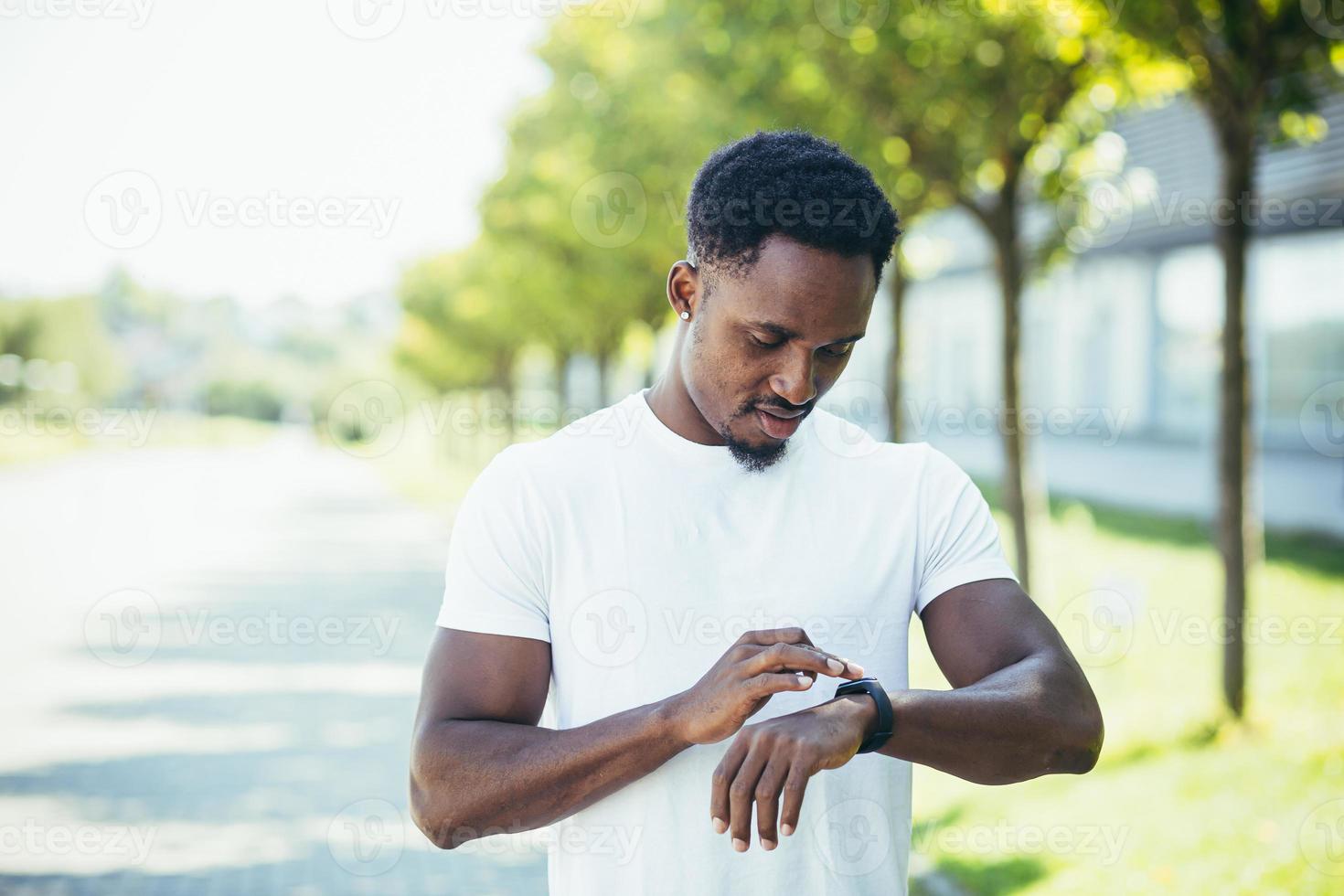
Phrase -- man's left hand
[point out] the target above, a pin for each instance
(777, 758)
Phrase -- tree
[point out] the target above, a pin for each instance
(1254, 68)
(994, 111)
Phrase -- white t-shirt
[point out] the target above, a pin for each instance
(641, 557)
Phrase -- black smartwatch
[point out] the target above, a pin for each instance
(884, 718)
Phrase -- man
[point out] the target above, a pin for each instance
(699, 566)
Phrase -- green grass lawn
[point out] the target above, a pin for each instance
(1181, 801)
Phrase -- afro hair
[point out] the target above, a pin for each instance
(791, 183)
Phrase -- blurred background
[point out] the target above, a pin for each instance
(277, 280)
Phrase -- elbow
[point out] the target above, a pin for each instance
(1080, 738)
(437, 812)
(440, 827)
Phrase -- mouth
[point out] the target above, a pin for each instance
(780, 425)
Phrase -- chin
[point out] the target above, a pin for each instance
(755, 458)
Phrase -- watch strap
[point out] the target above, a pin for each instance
(886, 720)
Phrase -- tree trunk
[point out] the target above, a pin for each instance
(603, 377)
(898, 297)
(1234, 443)
(1009, 266)
(562, 384)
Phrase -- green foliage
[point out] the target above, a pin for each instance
(60, 331)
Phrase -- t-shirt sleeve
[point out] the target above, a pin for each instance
(958, 539)
(495, 577)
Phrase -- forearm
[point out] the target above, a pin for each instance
(468, 776)
(1029, 719)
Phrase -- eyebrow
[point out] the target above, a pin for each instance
(784, 332)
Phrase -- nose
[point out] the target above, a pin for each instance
(795, 383)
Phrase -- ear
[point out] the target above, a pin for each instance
(684, 288)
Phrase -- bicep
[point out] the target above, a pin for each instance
(474, 676)
(980, 627)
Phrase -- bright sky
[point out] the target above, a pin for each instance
(269, 152)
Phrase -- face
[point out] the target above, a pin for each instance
(771, 341)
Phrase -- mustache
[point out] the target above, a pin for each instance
(752, 404)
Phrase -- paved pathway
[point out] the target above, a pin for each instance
(211, 663)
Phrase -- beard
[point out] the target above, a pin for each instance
(752, 458)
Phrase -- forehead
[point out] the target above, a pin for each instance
(806, 289)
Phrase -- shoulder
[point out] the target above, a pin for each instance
(566, 454)
(841, 441)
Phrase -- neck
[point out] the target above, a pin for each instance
(672, 404)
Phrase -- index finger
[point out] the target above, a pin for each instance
(766, 637)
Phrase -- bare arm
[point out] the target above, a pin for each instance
(1019, 709)
(480, 764)
(1020, 706)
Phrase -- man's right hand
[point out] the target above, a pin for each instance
(745, 677)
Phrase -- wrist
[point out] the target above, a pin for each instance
(862, 710)
(667, 721)
(874, 696)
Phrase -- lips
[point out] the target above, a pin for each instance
(778, 423)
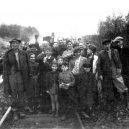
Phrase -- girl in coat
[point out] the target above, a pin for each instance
(52, 86)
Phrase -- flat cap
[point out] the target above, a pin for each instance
(92, 47)
(118, 38)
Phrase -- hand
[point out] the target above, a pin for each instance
(118, 71)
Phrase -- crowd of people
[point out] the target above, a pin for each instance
(66, 75)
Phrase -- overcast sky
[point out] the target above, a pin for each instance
(64, 17)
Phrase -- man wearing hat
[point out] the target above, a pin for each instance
(118, 43)
(109, 66)
(76, 66)
(16, 76)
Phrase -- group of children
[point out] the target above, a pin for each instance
(60, 82)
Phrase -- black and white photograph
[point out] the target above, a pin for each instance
(64, 64)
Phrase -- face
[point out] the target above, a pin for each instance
(121, 43)
(60, 61)
(55, 45)
(15, 45)
(70, 45)
(107, 46)
(87, 69)
(54, 67)
(81, 45)
(48, 52)
(32, 58)
(64, 68)
(78, 53)
(89, 51)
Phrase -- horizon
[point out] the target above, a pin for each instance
(65, 18)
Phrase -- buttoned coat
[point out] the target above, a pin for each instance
(9, 62)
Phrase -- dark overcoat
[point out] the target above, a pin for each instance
(104, 68)
(9, 62)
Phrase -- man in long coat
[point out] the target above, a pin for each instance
(16, 76)
(109, 66)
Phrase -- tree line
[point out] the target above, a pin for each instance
(17, 31)
(110, 28)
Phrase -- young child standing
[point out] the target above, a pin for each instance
(52, 86)
(66, 83)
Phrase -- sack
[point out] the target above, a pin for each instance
(119, 84)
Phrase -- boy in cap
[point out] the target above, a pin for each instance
(16, 76)
(87, 87)
(76, 67)
(33, 88)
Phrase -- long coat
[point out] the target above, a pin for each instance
(9, 62)
(105, 69)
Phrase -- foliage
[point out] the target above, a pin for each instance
(109, 29)
(17, 31)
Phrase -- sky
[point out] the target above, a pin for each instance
(63, 17)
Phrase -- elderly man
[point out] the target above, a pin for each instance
(16, 76)
(118, 43)
(109, 66)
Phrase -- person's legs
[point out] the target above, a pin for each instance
(57, 104)
(53, 103)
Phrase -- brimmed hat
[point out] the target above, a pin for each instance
(15, 40)
(118, 38)
(87, 64)
(92, 48)
(106, 41)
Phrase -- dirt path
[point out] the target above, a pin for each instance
(40, 121)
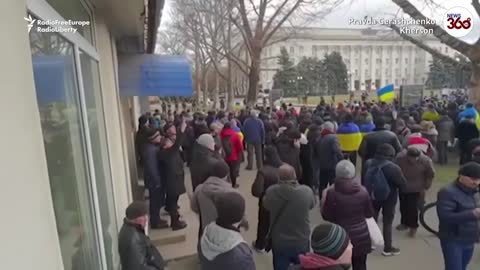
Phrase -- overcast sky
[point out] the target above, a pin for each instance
(377, 8)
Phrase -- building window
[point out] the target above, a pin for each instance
(75, 10)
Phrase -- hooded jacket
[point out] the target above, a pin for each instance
(222, 249)
(312, 261)
(203, 200)
(356, 206)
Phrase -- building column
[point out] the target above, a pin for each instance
(29, 233)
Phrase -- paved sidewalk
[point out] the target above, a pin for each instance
(423, 252)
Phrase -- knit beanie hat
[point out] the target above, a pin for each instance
(230, 208)
(206, 140)
(329, 240)
(345, 170)
(135, 210)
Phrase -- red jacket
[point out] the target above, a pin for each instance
(235, 141)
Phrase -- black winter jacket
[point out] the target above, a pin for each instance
(136, 250)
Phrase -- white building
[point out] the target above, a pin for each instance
(374, 58)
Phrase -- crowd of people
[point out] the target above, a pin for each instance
(303, 157)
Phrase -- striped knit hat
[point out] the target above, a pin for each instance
(329, 240)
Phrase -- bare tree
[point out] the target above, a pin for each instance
(471, 51)
(259, 21)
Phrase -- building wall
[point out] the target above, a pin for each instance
(28, 231)
(113, 116)
(387, 59)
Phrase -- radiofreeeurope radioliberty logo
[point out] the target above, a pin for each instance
(458, 21)
(54, 26)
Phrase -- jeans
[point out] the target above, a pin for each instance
(263, 226)
(156, 201)
(409, 203)
(283, 257)
(388, 213)
(456, 256)
(326, 177)
(258, 155)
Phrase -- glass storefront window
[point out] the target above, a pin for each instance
(75, 10)
(98, 137)
(58, 103)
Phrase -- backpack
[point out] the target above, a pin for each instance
(227, 145)
(376, 183)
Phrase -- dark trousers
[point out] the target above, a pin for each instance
(456, 256)
(352, 156)
(156, 201)
(171, 205)
(263, 226)
(409, 204)
(388, 213)
(442, 148)
(326, 177)
(258, 155)
(359, 262)
(234, 169)
(283, 257)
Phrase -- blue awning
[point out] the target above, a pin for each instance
(155, 75)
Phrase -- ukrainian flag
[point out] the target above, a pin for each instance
(349, 137)
(386, 93)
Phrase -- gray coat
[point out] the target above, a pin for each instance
(289, 204)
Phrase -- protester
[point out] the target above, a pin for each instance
(328, 153)
(379, 136)
(254, 133)
(222, 246)
(348, 205)
(446, 133)
(175, 177)
(136, 250)
(289, 204)
(203, 158)
(266, 177)
(203, 200)
(383, 179)
(459, 217)
(152, 175)
(419, 173)
(466, 131)
(233, 148)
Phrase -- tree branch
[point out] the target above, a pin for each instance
(441, 34)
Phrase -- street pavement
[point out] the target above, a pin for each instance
(422, 252)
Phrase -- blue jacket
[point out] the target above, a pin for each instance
(254, 131)
(455, 205)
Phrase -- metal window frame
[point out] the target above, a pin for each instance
(43, 10)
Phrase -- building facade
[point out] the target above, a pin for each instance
(374, 58)
(65, 157)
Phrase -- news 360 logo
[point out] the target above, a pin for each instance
(458, 21)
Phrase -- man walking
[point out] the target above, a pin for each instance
(383, 179)
(134, 247)
(419, 173)
(289, 204)
(254, 132)
(458, 214)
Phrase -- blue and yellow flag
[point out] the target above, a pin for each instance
(349, 137)
(386, 93)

===

Please repeat the lines above word for word, beginning with the line that contains "Phrase -- metal window frame" and continuing up to and including the final line.

Phrase -- metal window frame
[point out] the target above, a pin for each instance
(43, 10)
Phrase -- building facade
[point out] the target above, a pin for each instance
(374, 58)
(65, 157)
Phrase -- news 360 logo
[point out] the target above, a pin for each instance
(458, 21)
Phrase -- man walking
[point out] the target above, a pin for each instance
(383, 179)
(134, 247)
(419, 173)
(289, 204)
(254, 132)
(458, 214)
Phrase -- blue and yellow flag
[point out] the target above, a pin for each instance
(349, 137)
(386, 93)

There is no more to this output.